> Work to be completed
Please repeat all of the listing exactly.

> Exercise materials
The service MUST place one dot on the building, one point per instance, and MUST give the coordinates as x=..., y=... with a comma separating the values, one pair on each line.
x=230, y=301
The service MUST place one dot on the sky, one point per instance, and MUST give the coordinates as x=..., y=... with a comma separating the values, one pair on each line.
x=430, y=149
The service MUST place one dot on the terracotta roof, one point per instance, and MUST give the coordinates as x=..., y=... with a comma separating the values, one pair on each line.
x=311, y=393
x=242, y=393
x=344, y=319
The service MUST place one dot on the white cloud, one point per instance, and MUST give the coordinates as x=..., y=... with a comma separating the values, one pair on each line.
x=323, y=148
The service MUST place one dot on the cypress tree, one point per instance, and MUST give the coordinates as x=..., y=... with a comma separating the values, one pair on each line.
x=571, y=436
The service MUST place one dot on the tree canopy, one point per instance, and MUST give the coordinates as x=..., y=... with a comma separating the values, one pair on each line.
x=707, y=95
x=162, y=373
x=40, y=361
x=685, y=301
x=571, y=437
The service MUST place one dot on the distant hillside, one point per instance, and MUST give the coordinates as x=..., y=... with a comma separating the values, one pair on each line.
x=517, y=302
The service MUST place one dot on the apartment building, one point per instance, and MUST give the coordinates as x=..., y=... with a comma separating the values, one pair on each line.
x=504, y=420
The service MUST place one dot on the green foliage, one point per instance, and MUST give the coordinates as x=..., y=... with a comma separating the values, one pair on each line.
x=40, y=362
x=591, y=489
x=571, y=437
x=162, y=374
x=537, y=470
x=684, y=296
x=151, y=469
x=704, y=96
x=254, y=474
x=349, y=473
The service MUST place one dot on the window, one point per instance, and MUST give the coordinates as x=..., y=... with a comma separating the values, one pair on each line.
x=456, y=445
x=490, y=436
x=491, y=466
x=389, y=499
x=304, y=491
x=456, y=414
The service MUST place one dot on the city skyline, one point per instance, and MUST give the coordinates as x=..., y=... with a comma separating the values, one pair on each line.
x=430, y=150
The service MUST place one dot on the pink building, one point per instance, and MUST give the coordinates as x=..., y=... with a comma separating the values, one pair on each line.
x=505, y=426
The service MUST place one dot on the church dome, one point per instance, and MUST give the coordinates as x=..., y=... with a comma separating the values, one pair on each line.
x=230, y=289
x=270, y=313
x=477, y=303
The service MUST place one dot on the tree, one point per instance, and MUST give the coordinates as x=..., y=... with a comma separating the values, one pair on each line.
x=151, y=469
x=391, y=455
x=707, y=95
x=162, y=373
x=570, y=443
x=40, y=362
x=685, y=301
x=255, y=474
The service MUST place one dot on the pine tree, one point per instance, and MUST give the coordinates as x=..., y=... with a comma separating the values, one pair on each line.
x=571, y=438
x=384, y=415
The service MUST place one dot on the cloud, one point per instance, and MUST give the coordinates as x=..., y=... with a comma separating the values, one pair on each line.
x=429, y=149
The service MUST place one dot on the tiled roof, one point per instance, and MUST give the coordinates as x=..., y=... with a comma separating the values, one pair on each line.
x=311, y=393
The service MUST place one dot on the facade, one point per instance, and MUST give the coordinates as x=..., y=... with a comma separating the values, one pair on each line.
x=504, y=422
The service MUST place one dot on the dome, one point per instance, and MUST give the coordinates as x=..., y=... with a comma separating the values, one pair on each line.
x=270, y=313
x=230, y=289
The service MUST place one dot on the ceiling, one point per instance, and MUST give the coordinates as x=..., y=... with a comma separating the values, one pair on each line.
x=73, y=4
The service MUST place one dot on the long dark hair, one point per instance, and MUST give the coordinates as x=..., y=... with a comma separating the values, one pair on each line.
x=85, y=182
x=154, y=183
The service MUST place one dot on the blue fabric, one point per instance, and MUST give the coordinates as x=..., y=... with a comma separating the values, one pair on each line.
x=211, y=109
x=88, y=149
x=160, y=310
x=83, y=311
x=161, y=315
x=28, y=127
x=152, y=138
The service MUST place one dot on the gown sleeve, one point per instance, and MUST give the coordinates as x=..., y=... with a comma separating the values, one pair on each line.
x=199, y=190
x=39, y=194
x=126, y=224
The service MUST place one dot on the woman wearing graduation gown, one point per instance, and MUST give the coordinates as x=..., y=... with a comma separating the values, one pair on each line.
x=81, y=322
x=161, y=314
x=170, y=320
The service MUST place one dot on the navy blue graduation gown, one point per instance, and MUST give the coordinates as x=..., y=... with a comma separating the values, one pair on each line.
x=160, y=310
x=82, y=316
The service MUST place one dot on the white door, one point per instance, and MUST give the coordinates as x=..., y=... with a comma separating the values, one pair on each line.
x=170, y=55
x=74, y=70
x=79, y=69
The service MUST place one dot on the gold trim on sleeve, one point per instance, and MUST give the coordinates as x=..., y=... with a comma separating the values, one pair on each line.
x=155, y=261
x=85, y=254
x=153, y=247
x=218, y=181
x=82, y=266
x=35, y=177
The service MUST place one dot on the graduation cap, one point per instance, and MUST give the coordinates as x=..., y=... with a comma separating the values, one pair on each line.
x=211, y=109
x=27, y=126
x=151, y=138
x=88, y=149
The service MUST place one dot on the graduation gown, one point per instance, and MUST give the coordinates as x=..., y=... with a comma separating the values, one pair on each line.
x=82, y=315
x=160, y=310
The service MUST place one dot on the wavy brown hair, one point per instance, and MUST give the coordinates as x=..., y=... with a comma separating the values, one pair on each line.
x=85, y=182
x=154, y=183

> Reply to the exercise
The service MUST place one dot on the building, one point per instance, and MUST give the coordinates as x=..., y=... with a comma separating the values, one pair on each line.
x=230, y=301
The service MUST place one dot on the sky, one point per instance, and MUST give the coordinates as x=..., y=... with a comma separating the values, one pair on each line.
x=430, y=149
The service MUST place one dot on the terracotta roof, one point per instance, and MUST give the coordinates as x=..., y=... with a comma separating the values, one pair on each line.
x=311, y=393
x=242, y=393
x=344, y=319
The service MUST place one dot on the white cloud, one point per instance, and MUST give the coordinates as x=..., y=... with a comma separating the values, one pair on each line.
x=323, y=148
The service MUST place one dot on the cypress tree, one point per instance, and MUST give the coordinates as x=..., y=... with a comma separating the values, one pair on each line.
x=571, y=436
The service MUST place one dot on the tree canopy, one point per instance, and MUST give the coordinates as x=..., y=... with a comma separating the values, one pair on each line.
x=707, y=95
x=162, y=373
x=40, y=361
x=685, y=301
x=571, y=437
The service MUST place one dot on the distant hillside, one point per instance, and MUST give the coordinates as x=..., y=... with a comma separating the values, one pair on each line.
x=517, y=302
The service MUST place one dot on the apartment building, one point per instance, and MUST give the coordinates as x=..., y=... with a comma separating the values, one pair on each line.
x=504, y=420
The service MUST place one dot on the green foliage, one point per instance, and MUST give the coordinates as x=..., y=... with a comma separating the values, one pair on each line.
x=40, y=362
x=591, y=489
x=571, y=437
x=162, y=374
x=537, y=470
x=684, y=296
x=151, y=469
x=704, y=96
x=254, y=474
x=349, y=473
The service MUST place one dot on the window, one point per instance, and MUST give the coordinates as x=..., y=... with a comma separating the values, one pair on each line.
x=456, y=445
x=490, y=436
x=491, y=466
x=389, y=499
x=304, y=491
x=456, y=414
The service MUST place one dot on the city skyline, one point per instance, and MUST give the coordinates as x=..., y=... with a comma separating the values, one pair on each line.
x=430, y=150
The service MUST place one dot on the pink building, one point per instance, and MUST give the coordinates as x=..., y=... with a comma separating the values, one pair on each line.
x=505, y=426
The service MUST place one dot on the church dome, one point per instance, and MUST give the coordinates as x=..., y=... with a comma separating the values, one pair on each line.
x=230, y=289
x=270, y=313
x=477, y=303
The service MUST place one dot on the tree, one point per instance, and MUST give the coordinates as x=..., y=... with a comma separating the values, one pair on each line.
x=151, y=469
x=391, y=455
x=707, y=95
x=162, y=373
x=570, y=443
x=40, y=362
x=685, y=301
x=255, y=474
The service MUST place one dot on the pine tree, one point per instance, and MUST give the coordinates as x=..., y=... with a comma separating the values, one pair on each line.
x=571, y=438
x=384, y=415
The service MUST place one dot on the cloud, one point per instance, and MUST give the coordinates as x=..., y=... with a comma separating the values, one pair on each line.
x=429, y=149
The service MUST place one dot on the tiled roof, one point per instance, and MUST give the coordinates as x=..., y=... with a comma separating the values, one pair on each line.
x=311, y=393
The service MUST place one dot on the facade, one point per instance, and MUST give the coordinates as x=..., y=... with a comma separating the values, one pair on each line.
x=504, y=422
The service MUST place one dot on the dome, one point per instance, and MUST give the coordinates as x=..., y=... with a comma separating the values, one pair on each line.
x=270, y=313
x=230, y=289
The service MUST place one dot on the ceiling, one point per instance, and MUST give the coordinates as x=..., y=... with a comma separating the values, one pair on each line.
x=73, y=4
The service MUST place one dot on the long dark hair, one point per instance, and MUST give the coordinates as x=..., y=... with a comma separating the values, one pair on each line.
x=85, y=182
x=154, y=183
The service MUST place one dot on the blue fabric, one point per instance, and MUST give the coordinates as x=..., y=... with a comma separating the values, one pair on each line.
x=211, y=109
x=88, y=149
x=160, y=310
x=83, y=311
x=161, y=315
x=28, y=127
x=152, y=138
The service MUST place one dot on the gown sleeve, one point per instance, and MUST give the coordinates as x=..., y=... with a comma separating the values, one pair on each line.
x=199, y=190
x=39, y=194
x=126, y=224
The service MUST place one dot on the woman wearing graduation gown, one point per instance, and MUST give the coordinates as x=..., y=... with a comma separating the values, one pair on each line.
x=81, y=322
x=161, y=314
x=170, y=320
The service MUST place one dot on the navy blue graduation gown, one point per instance, and MUST give the coordinates as x=..., y=... with a comma separating the values, one pair on each line.
x=160, y=310
x=82, y=316
The service MUST place one dot on the white door, one point per instance, and MUST give the coordinates as x=..., y=... with a comma separating the values, one pair on each line.
x=170, y=55
x=74, y=70
x=79, y=69
The service MUST place one dot on the gold trim on sleeve, one point per instance, and MUST give the coordinates as x=..., y=... with a comma separating the values, one pair on each line.
x=155, y=261
x=85, y=254
x=153, y=247
x=218, y=181
x=82, y=266
x=35, y=177
The service MUST place one dot on the graduation cap, one point per instance, and MUST give the coordinates as x=..., y=... with a comma separating the values, one pair on each line.
x=211, y=109
x=27, y=126
x=151, y=138
x=88, y=149
The service MUST place one dot on the graduation gown, one point per instance, and MUST give the coordinates as x=..., y=... with a comma separating the values, one pair on each line.
x=82, y=315
x=160, y=310
The service MUST place one dot on the wavy brown hair, one point per instance, and MUST give the coordinates as x=..., y=... with a comma separating the values, one pair on each line.
x=85, y=182
x=154, y=183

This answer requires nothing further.